Esercizio scritto 1: Indica se ciascuna delle seguenti affermazioni concorda con il testo sulla vergogna, rispondendo sì o no e citando alla lettera le parole decisive: (a) nel film Shame il giovane rampante è interpretato da Michael Fassbender; (b) secondo Gabriella Turnaturi l'unico vero motivo di disagio è aver tradito qualcuno; (c) nel racconto Conoscersi i due giovani salvano un cane abbandonato sulla strada.
Esercizio scritto 2: Copia fedelmente il passo del testo sulla vergogna che comincia con "Uno sguardo mediatico" e prosegue fino a "è davvero così.".
Esercizio scritto 3: Continua il testo sulla vergogna a partire dall'ultima frase riportata.

Testo di partenza:
+ + + + +

Michael Fassbender nel film Shame di Steve McQueen è un giovane rampante che non sembra avere alcun problema a vivere i rapporti con le donne in modo predatorio e meccanico, ma che comincia a elaborare una reazione di vergogna quando il suo capo e la sorella scoprono che il suo computer è pieno di immagini porno. Proprio per la natura sociale e interpersonale della vergogna può accadere che si senta enormemente il peso di comportamenti aberranti che pure non sono nostri. Annie Ernaux, nel romanzo Vergogna, è annientata, all’inizio dell’adolescenza, dal dolore di una scena violenta tra i suoi genitori, che le svela in maniera inequivocabile l’inferiorità culturale e morale dell’ambiente in cui è cresciuta.

Uno sguardo mediatico

Data la sua natura di sentimento morale, la vergogna sembra fatta apposta per evocare l’idealizzazione del passato e la deprecazione del presente. “Non c’è più vergogna”, “Una volta si sarebbero vergognati”. Gabriella Turnaturi, in un libro di qualche anno fa, sosteneva che ormai siamo a una sorta di vergogna-fai-da-te, in cui l’unico motivo vero di disagio resta quello di aver recitato male la propria parte. La riflessione sulle trasformazioni della vergogna, sul suo affievolirsi e persino scomparire sono così frequenti che vale la pena di chiedersi se è davvero così.

Due libri diversi, una raccolta di racconti e un saggio, possono servire a cercare una risposta. I racconti sono quelli di Andrea Marchesini, Iniziazioni. Racconti di sette età (elliot, 2024). Sono tutti percorsi da un disagio sottile ma palpabile, da un non detto che riguarda in primo luogo un uomo alle prese con il sesso, in momenti diversi della vita. La vergogna percorre questi racconti sotterraneamente, ma fino a costituire una sorta di filo rosso che emerge talvolta in modo inaspettato. Nel racconto Conoscersi la fuga d’amore di due giovani che si sono appena incontrati, e che quindi dovrebbe essere vissuta all’insegna della spensieratezza e dell’abbandono, si incrina all’improvviso per una situazione imprevedibile. I due hanno salvato un cane abbandonato sulla strada. Nel discorso amoroso tra i due, allegro e lieve nella sua prevedibilità, si inserisce il tema più serio di come fare a tenere l’animale. L’uomo asseconda la donna, che palesemente ci tiene più di lui. Non vuole deluderla. Ma quando i due si fermano, e lei si allontana di qualche passo, lui apre la portiera e sta per far fuggire il cane, se l’incrocio con lo sguardo della donna non lo precipitasse a spettatore della propria meschinità e falsità.

+ + + + +

Voci elencate in un dataset:
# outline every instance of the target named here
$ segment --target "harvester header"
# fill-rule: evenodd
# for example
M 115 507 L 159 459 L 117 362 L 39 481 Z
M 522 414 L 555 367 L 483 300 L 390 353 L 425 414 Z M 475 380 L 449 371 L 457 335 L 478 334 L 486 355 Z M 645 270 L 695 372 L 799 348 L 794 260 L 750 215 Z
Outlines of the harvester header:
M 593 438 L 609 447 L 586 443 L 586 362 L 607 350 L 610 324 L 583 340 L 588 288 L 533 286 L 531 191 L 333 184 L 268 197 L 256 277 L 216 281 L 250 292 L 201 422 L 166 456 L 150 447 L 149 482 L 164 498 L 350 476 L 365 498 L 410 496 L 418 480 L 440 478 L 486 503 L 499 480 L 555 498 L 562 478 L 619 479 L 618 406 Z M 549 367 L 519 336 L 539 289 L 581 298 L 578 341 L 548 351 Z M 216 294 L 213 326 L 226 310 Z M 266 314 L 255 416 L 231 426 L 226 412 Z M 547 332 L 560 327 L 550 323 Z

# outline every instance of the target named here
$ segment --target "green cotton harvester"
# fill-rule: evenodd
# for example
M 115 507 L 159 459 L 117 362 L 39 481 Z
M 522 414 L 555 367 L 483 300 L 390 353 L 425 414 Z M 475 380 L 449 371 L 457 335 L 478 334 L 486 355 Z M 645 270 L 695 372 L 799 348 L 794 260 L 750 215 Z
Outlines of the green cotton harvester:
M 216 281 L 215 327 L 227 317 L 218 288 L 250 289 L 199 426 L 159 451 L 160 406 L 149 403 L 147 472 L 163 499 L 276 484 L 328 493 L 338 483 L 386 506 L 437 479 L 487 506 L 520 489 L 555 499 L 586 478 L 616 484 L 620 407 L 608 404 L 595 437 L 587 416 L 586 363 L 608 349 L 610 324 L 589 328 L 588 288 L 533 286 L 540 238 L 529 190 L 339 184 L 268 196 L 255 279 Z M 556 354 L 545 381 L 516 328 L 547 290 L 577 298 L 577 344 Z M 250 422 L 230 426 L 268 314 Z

+ + + + +

Risposta all'esercizio 1:
(a) Sì: «Michael Fassbender nel film Shame di Steve McQueen è un giovane rampante».
(b) No: «l’unico motivo vero di disagio resta quello di aver recitato male la propria parte».
(c) Sì: «I due hanno salvato un cane abbandonato sulla strada.»

Risposta all'esercizio 2:
Uno sguardo mediatico

Data la sua natura di sentimento morale, la vergogna sembra fatta apposta per evocare l’idealizzazione del passato e la deprecazione del presente. “Non c’è più vergogna”, “Una volta si sarebbero vergognati”. Gabriella Turnaturi, in un libro di qualche anno fa, sosteneva che ormai siamo a una sorta di vergogna-fai-da-te, in cui l’unico motivo vero di disagio resta quello di aver recitato male la propria parte. La riflessione sulle trasformazioni della vergogna, sul suo affievolirsi e persino scomparire sono così frequenti che vale la pena di chiedersi se è davvero così.

Risposta all'esercizio 3:
Una situazione di vergogna che più classica non si può, quasi una variazione sul tema sartriano dello sguardo altrui. Ma che accade alla vergogna nell’epoca dello sguardo virtuale, della visibilità sui social, delle nuove tecnologie della visione? È il tema affrontato da una giovane filosofa, Federica Cavaletti, nel libro Sguardi che bruciano. Un’estetica della vergogna nell’epoca del virtuale, appena uscito da Meltemi. Come hanno cambiato la vergogna le tecnologie mediali contemporanee?

La prima cosa che viene in mente, in proposito, è che i social, i video su YouTube, le foto e i filmati che corrono da un telefonino all’altro costituiscono un’enorme proliferazione e dilatazione dello sguardo altrui, quello sguardo che è inseparabile dalla vergogna. E troppi episodi ci parlano di svergognamenti mediatici che si trasformano in una sorta di linciaggio, che travolge la vittima, talora fino alle estreme conseguenze. L’impresario siciliano che organizza un evento ma viene piantato in asso dal pubblico che lascia il teatro vuoto, accaduto qualche mese fa, in passato si sarebbe attirato al massimo gli sfottò da parte di pochi venuti a conoscenza del fatto. L’immagine del teatro deserto e i commenti sui social travolgono invece il malcapitato fino a fargli provare una vergogna irredimibile, e si uccide.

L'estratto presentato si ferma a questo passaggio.